═════ PROVIDED DATA

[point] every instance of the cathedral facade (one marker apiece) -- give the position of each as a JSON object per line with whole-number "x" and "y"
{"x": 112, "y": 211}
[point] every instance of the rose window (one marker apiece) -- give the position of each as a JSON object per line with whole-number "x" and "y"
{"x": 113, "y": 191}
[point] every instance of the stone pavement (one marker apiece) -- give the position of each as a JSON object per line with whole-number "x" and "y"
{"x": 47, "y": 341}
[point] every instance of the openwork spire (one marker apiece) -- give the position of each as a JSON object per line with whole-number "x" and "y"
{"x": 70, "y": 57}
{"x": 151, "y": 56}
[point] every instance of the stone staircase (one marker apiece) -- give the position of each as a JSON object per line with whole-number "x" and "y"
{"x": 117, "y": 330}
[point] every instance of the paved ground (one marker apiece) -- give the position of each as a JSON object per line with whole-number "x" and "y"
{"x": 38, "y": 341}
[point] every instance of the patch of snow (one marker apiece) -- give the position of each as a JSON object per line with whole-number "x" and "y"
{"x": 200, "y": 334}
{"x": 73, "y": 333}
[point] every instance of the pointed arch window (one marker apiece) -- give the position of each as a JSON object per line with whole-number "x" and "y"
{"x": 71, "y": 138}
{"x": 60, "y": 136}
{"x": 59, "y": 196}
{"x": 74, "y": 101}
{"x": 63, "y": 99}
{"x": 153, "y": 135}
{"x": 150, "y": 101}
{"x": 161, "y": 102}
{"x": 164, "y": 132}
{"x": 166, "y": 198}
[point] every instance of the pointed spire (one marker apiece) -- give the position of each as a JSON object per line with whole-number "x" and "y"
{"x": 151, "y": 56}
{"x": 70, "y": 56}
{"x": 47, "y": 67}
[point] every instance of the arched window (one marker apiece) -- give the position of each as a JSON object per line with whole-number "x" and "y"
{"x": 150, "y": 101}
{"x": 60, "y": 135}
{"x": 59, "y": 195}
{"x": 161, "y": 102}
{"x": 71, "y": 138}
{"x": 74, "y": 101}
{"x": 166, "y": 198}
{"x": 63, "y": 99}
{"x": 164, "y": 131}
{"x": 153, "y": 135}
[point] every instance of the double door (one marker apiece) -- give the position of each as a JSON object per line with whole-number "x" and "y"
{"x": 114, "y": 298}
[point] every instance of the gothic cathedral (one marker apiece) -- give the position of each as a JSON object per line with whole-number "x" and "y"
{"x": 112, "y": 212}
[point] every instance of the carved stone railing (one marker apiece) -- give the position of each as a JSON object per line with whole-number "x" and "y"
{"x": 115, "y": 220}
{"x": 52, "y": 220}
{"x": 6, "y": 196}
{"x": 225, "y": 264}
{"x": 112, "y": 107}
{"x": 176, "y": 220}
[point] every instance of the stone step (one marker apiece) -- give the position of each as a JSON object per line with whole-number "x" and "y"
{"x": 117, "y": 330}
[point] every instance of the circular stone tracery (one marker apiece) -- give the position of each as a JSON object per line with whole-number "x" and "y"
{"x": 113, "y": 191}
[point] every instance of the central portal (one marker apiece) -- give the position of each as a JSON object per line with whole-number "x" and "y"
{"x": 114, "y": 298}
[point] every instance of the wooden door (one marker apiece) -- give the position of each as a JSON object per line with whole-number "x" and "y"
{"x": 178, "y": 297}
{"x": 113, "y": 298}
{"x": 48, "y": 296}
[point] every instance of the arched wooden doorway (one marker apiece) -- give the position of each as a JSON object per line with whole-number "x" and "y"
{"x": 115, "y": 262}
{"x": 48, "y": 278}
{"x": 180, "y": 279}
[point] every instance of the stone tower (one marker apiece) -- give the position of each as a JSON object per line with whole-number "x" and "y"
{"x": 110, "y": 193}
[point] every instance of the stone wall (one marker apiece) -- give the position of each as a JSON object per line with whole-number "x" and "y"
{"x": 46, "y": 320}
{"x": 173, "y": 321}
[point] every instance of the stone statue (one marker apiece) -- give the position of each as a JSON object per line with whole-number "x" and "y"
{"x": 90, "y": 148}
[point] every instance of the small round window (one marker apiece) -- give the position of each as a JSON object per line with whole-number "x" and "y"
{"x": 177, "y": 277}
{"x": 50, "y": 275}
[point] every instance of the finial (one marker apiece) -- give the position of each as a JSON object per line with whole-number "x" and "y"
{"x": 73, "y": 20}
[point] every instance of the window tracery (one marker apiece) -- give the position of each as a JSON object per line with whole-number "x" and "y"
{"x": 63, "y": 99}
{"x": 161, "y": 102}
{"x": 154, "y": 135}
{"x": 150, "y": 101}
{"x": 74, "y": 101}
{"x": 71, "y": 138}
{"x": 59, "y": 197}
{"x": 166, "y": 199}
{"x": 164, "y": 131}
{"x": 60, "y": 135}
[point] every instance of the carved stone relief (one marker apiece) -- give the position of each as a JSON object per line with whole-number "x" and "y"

══════════
═════ PROVIDED DATA

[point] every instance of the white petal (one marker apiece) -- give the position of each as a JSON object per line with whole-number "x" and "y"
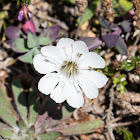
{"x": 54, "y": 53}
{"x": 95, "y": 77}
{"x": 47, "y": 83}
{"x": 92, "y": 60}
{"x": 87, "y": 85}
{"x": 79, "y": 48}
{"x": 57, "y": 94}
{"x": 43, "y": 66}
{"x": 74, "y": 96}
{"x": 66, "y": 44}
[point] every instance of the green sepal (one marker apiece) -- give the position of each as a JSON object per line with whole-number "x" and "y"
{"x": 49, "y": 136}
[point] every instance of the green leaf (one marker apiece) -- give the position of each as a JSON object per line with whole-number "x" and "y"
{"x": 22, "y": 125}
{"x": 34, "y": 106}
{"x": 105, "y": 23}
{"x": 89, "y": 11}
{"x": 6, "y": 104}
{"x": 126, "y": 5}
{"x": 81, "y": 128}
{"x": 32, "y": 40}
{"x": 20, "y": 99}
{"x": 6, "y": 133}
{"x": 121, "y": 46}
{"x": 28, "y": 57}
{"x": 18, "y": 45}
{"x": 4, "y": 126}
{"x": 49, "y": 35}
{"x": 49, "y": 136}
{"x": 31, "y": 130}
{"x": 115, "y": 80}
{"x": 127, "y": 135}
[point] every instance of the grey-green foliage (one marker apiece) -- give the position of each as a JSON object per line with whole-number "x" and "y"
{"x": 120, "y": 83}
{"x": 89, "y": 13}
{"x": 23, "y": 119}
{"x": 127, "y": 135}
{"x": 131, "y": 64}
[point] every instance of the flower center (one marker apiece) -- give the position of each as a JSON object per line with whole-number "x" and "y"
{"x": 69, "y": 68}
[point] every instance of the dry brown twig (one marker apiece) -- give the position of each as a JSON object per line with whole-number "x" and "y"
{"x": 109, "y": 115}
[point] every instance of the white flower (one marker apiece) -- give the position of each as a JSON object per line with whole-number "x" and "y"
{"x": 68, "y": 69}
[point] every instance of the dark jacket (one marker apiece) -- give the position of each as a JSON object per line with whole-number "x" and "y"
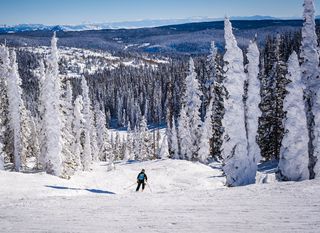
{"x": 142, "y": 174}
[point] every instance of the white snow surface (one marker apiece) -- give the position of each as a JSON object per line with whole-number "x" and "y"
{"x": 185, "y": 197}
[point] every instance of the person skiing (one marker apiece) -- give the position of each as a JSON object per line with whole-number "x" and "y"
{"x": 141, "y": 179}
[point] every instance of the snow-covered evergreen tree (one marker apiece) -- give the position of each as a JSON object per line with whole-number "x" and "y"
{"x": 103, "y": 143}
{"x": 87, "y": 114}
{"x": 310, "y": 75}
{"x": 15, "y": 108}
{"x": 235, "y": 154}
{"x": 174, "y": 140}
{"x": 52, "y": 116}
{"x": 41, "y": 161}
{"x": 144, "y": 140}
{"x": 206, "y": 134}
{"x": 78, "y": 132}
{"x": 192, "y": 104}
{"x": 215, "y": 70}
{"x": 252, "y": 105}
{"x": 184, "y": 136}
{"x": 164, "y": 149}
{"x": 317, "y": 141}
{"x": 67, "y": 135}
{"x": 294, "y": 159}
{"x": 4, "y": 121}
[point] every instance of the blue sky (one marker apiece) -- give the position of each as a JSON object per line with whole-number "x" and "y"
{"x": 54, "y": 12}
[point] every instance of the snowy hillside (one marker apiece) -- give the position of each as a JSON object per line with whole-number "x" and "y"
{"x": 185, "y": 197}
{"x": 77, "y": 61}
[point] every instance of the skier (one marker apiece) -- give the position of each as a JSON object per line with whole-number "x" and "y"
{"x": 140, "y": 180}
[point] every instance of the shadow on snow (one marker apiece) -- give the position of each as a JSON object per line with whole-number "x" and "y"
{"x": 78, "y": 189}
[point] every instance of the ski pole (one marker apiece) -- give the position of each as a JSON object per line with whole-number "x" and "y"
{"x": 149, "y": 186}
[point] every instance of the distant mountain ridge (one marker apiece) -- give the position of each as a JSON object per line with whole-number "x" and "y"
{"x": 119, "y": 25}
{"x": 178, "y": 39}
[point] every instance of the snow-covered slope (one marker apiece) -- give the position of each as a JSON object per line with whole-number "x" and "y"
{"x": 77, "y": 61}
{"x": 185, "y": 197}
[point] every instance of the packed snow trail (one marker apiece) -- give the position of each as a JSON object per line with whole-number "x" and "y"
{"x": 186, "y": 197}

══════════

### PROBLEM DESCRIPTION
Collect every line of the records above that contains the word "pointed", and copy each of those lines in full.

### RESPONSE TO THIS EXERCISE
[point] every instance of the pointed arch window (one marker apiece) -- give the position of each as a JSON object per line with whole-number "x" and "y"
[point] every instance of the pointed spire (one marker apiece) -- give the position of each as a JSON object per line with whole-number "x" and "y"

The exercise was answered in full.